▶ [Text to read]
>> START

Do language model reasoning drafts faithfully represent their actual computation?
If models externalize reasoning in thinking drafts before answering, does the draft accurately reflect their internal process? This matters for AI safety monitoring and error detection.
The promise of thinking models for AI safety monitoring is specific: because the model externalizes its reasoning in a thinking draft before answering, observers can read the draft to detect errors and control what happens in the answer stage. This promise depends on one empirical assumption: that the thinking draft faithfully represents the model's actual internal computation. This paper tests that assumption with counterfactual interventions and finds it frequently violated.
Intra-Draft Faithfulness: When a false or contradictory step is inserted mid-draft, do subsequent steps and the final draft conclusion appropriately integrate or correct it? If the draft is faithful, inserted errors should produce systematic downstream effects. Finding: LRMs show selective faithfulness — some steps matter, most don't. Counterfactual integration is inconsistent across models and tasks.

>> END

▶ [Material shown]
>> START

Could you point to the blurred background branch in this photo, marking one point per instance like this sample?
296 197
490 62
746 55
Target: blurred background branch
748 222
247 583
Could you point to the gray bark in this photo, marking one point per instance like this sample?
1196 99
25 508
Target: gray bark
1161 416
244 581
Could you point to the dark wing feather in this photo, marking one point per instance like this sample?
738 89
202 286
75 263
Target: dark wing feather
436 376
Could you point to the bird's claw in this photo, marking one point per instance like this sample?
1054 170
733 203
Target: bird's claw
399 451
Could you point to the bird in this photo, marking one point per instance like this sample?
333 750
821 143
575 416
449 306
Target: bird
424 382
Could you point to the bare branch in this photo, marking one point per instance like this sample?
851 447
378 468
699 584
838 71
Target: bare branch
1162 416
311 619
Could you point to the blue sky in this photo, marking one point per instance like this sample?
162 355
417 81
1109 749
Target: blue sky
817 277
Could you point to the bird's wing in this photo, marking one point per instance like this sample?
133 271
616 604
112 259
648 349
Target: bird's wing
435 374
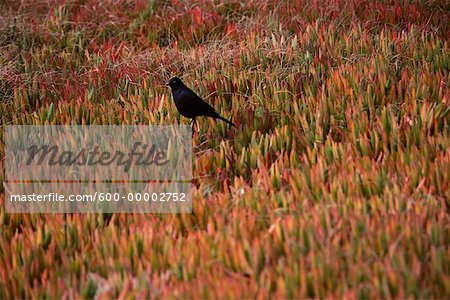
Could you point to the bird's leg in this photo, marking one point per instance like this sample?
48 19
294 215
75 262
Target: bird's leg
193 125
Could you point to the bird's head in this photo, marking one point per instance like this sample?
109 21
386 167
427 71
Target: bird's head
175 83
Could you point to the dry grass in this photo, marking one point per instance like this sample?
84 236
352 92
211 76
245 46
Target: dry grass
335 184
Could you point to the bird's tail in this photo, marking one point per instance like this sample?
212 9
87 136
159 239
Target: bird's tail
225 120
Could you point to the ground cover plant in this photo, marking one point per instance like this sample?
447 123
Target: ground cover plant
336 182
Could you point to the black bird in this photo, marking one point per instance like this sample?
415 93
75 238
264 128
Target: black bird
190 105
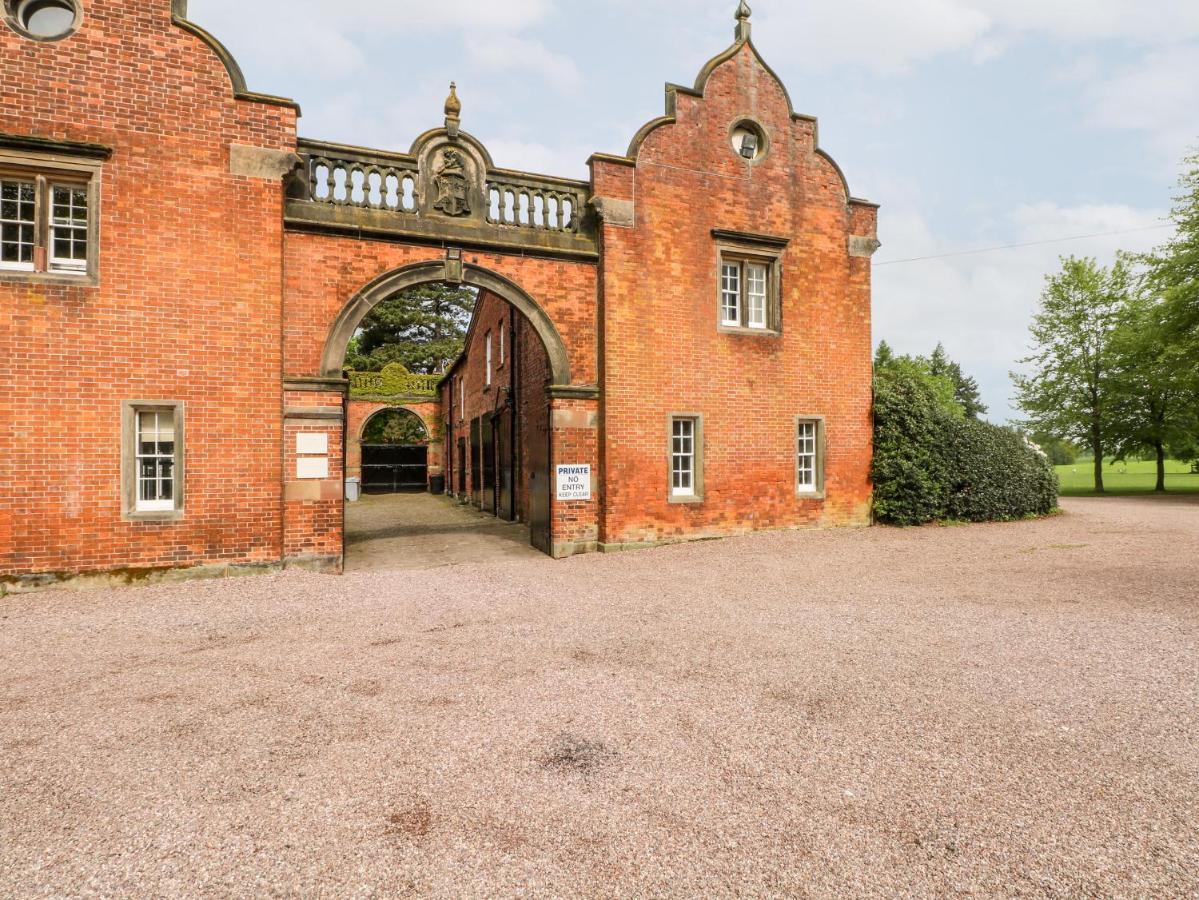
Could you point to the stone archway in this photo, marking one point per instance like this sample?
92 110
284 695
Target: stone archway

>> END

▶ [Directive]
Can you pick up the text on whether thinking drafts faithfully reflect a model's internal computation and continue it after its last sentence?

▶ [Response]
Draft-to-Answer Faithfulness (two components):
- Draft Reliance: Does the answer-generation stage introduce substantial new reasoning beyond the thinking draft? If so, the draft is not the full reasoning record.
- Draft-Answer Consistency: Does the final answer logically align with the thinking draft's explicit conclusion? Finding: final answers frequently contradict the explicit draft conclusions. The draft may say "therefore X" while the answer states Y.
Both failures undermine the monitoring promise from different directions. Intra-draft inconsistency means you can't trace error propagation through the draft. Draft-answer inconsistency means even a coherent, correct-looking draft doesn't guarantee a correct answer derived from it.
The safety implications are immediate: inserting corrective content into thinking drafts won't reliably fix outputs (intra-draft faithfulness fails). Reading draft conclusions to predict final answers won't reliably work (draft-answer consistency fails). The draft is an unreliable proxy for the computation it represents.
This extends Do language models actually use their reasoning steps? with a two-dimensional operationalization and empirical methodology. Both dimensions — "does the draft causally influence the answer" (causal sufficiency) and "does the answer depend on the draft" (necessity) — can now be measured via counterfactual intervention.
Source: Reasoning by Reflection
Related concepts in this collection
-
Do language models actually use their reasoning steps?
Chain-of-thought reasoning looks valid on the surface, but does each step genuinely influence the model's final answer, or are the reasoning chains decorative? This matters for trusting AI explanations.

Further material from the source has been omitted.